PARTS OF THE EXERCISE
1 > In the article on opioid misuse in rural Nevada, about how many people attended the roundtable?
2 > For the article on opioid misuse in rural Nevada, decide whether each statement agrees with it: (a) Fatal opioid overdoses in Nevada rose between 2010 and 2016. (b) The roundtable took place inside a Las Vegas fire station. (c) Anne Hazlett is an official with the U.S. Department of Agriculture. Answer yes or no for each, quoting the words from the article that decide it.
3 > Continue the article on opioid misuse in rural Nevada from its last sentence.

DOCUMENT EXCERPT

=====

In the last few years, the opioid epidemic has battered every corner of the United States, and its victims come from all walks of life, but rural portions of the country face unique challenges.
It is the type of work in the labor-intensive industries prevalent in small towns — mining, manufacturing, farming — that often leads to injuries that can give rise to opioid prescriptions and subsequent addictions, said Anne Hazlett, an official with the U.S. Department of Agriculture.
It's also the lack of rehabilitation facilities to alternatively treat those injuries, she added, noting that the sometimes dire economic circumstances in rural towns can precipitate depression and self-medication, and the lack of urban-quality mental health facilities can exacerbate the problem.
The epidemic strikes small towns with a decline in productivity and a strain on resources, Hazlett said.
On Friday morning, inside a Las Vegas fire station, Hazlett asked questions but was mostly ears, taking notes as she participated in the Opioid Misuse in Rural Nevada Roundtable attended by around 50.
Although there's been a reduction in the number of fatal opioid overdoses in Nevada (from 2010 to 2016 there was a 17 percent drop), there also has been a 30 percent increase in hospitalizations, according to the USDA.

=====

AVAILABLE DATA
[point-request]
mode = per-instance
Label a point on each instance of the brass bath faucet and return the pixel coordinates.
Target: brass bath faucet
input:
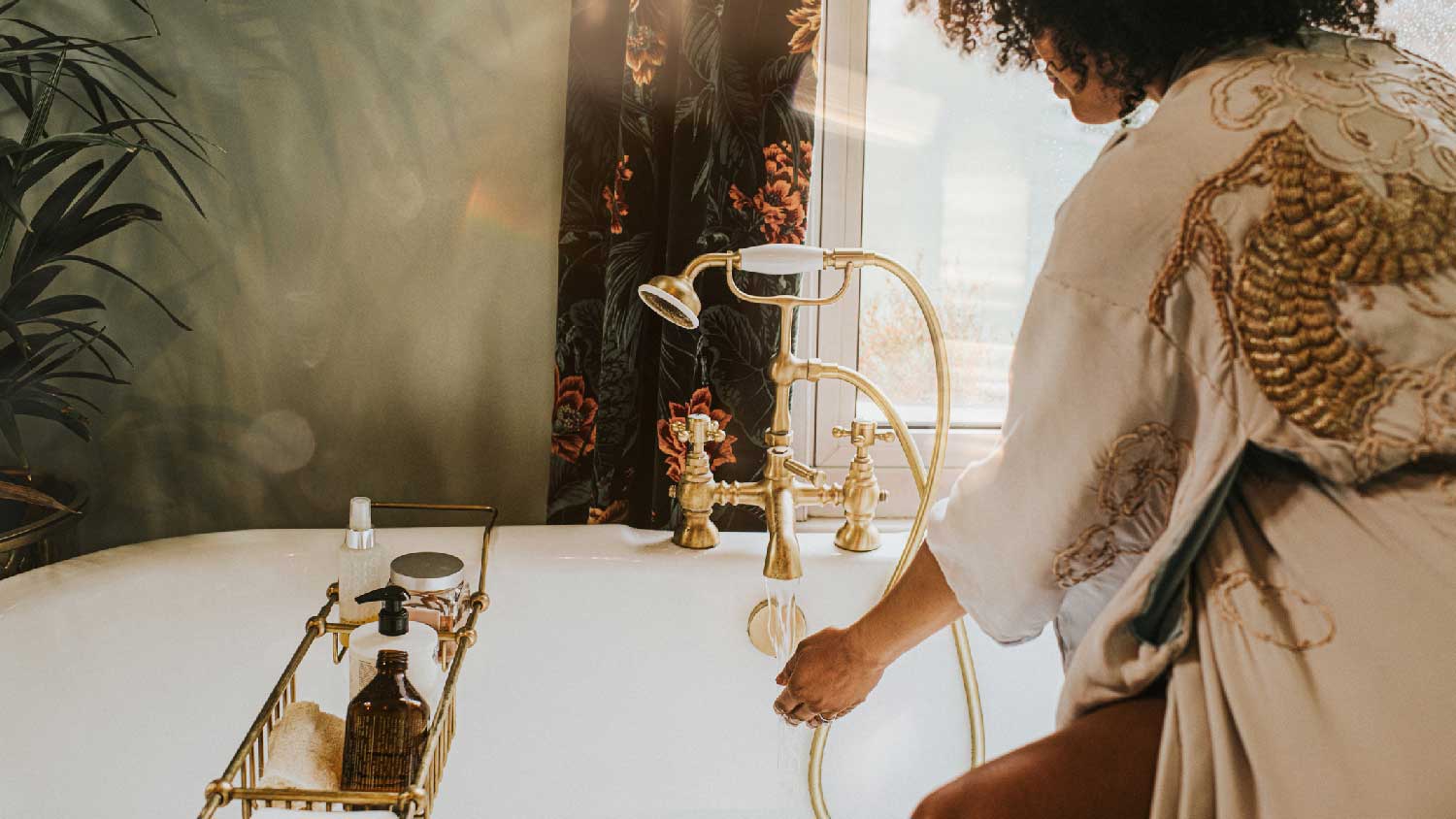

=====

ANSWERS GIVEN
1 > Around 50 people.

2 >
(a) No: "from 2010 to 2016 there was a 17 percent drop"
(b) Yes: "inside a Las Vegas fire station"
(c) Yes: "an official with the U.S. Department of Agriculture"

3 >
With an average 94 opioid pain-killer prescriptions per 100 residents, Nevada ranks 36th in the country, according to the Centers for Disease Control. Hawaii has the healthiest ratio (52) and Alabama the worst (143).
The ratio of prescriptions in Mineral and Nye counties in Nevada are much higher (158 and 156), according to Nevada statistics.
Under White House orders, Hazlett was in Nevada on behalf of Donald Trump's administration, which has ramped up its efforts to battle the epidemic. The panel focused on prevention, treatment and recovery.
Trump last week introduced initiatives to reduce opioid demand and overprescription, cutoff supply and also focus on addiction recovery.
Nye County Sheriff Sharon Wehrly discussed some of the opioid-related issues experienced in her jurisdiction.
In a two-year period beginning January 2015, Nye County suffered 26 opioid-related deaths, she said. From the beginning of this year, first responders have been summoned to 69 suicide-threat calls, most involving people with a drug history. “There’s something wrong with that, there’s something seriously wrong with that.”
Recently, during a Nye County prescription drug drop-off event where residents can discard old or unneeded medications, authorities collected 40 pounds of medication, in contrast to the typical 15- to 18-pound pickups, Wehrly said.
Hazlett's visit to the state was part of an effort by the USDA to create partnerships and join state efforts in their battles. “We believe strongly that this is much more than a health issue for rural America, this is an issue of rural prosperity,” she said.
She's been to Pennsylvania and is planning to attend similar events in Oklahoma, Utah, Maine and Kentucky, she said.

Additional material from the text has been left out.